**Point-per-instance localization data:**
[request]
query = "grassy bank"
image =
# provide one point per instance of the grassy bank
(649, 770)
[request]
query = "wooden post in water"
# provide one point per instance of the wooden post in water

**Task details:** Search the entries for "water" and copy each matching line.

**Answer box:**
query = "wooden post in water"
# provide one point per instance of the wooden post in water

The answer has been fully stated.